- _AIM OF THE EXERCISE_: Which lines in the material below contain the word "dark"? Show each of them in full, copied unchanged.

- _EXERCISE INPUT_:

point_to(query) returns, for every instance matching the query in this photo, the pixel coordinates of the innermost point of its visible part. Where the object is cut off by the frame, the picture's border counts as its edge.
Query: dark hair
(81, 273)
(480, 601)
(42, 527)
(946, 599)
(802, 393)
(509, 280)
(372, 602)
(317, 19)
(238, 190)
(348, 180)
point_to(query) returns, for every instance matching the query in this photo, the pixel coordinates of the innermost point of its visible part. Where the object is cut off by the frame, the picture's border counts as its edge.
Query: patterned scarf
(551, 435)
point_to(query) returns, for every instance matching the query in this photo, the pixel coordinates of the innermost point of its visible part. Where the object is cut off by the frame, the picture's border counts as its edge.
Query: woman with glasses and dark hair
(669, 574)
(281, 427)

- _EXERCISE RESULT_:
Query: dark hair
Query: woman with glasses and dark hair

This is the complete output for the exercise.